Arrange the following data as a numbered list, omitting any blank lines.

== == ==

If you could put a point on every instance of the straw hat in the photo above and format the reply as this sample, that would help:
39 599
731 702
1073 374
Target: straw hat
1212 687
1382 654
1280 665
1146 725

== == ==

WRITTEN RESPONSE =>
1. If you could put a point on every instance of the straw hat in the photo above and format the reply as this sample, that would help:
2. 39 599
3. 731 702
4. 1073 374
5. Target: straw hat
6. 1212 687
7. 1382 654
8. 1280 665
9. 1146 725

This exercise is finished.